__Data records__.
-------

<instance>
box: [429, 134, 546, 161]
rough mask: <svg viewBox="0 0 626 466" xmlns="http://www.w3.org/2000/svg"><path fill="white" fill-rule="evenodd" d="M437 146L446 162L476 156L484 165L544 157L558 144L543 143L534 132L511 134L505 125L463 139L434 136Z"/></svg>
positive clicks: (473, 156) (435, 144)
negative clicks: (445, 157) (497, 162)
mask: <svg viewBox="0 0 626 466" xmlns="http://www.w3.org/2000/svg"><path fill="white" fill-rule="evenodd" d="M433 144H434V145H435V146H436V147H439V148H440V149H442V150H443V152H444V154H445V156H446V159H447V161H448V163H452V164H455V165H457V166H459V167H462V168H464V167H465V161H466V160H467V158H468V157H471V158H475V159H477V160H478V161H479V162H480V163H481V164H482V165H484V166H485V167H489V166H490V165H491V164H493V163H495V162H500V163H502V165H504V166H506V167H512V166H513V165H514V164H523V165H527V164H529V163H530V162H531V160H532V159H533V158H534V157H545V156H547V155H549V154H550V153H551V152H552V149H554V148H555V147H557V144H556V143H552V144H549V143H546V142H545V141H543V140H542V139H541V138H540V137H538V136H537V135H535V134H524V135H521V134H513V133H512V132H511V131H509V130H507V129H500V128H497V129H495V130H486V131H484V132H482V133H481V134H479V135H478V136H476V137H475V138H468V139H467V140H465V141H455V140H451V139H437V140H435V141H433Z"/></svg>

-------

__Goal of the exercise__. Convert the lines of every item above into a single numbered list, omitting any blank lines.

__Worked solution__.
1. <instance>
2. box: [429, 134, 546, 161]
3. rough mask: <svg viewBox="0 0 626 466" xmlns="http://www.w3.org/2000/svg"><path fill="white" fill-rule="evenodd" d="M437 146L446 162L476 156L484 165L544 157L558 144L543 143L534 132L511 134L505 125L463 139L434 136Z"/></svg>
4. positive clicks: (473, 156) (435, 144)
5. negative clicks: (445, 157) (497, 162)
6. mask: <svg viewBox="0 0 626 466" xmlns="http://www.w3.org/2000/svg"><path fill="white" fill-rule="evenodd" d="M433 144H434V145H435V146H436V147H439V148H440V149H442V150H443V152H444V154H445V156H446V159H447V161H448V163H452V164H455V165H457V166H459V167H462V168H464V167H465V161H466V160H467V158H468V157H471V158H475V159H477V160H478V161H479V162H480V163H481V164H482V165H484V166H485V167H489V166H490V165H491V164H493V163H495V162H500V163H502V165H504V166H506V167H512V166H513V165H514V164H523V165H527V164H529V163H530V162H531V160H532V159H533V158H534V157H545V156H547V155H549V154H550V153H551V152H552V149H554V148H555V147H557V144H556V143H552V144H549V143H546V142H545V141H543V140H542V139H541V138H540V137H538V136H537V135H535V134H524V135H521V134H513V133H512V132H511V131H509V130H507V129H500V128H497V129H495V130H486V131H484V132H482V133H481V134H479V135H478V136H476V137H475V138H468V139H467V140H465V141H455V140H451V139H437V140H435V141H433Z"/></svg>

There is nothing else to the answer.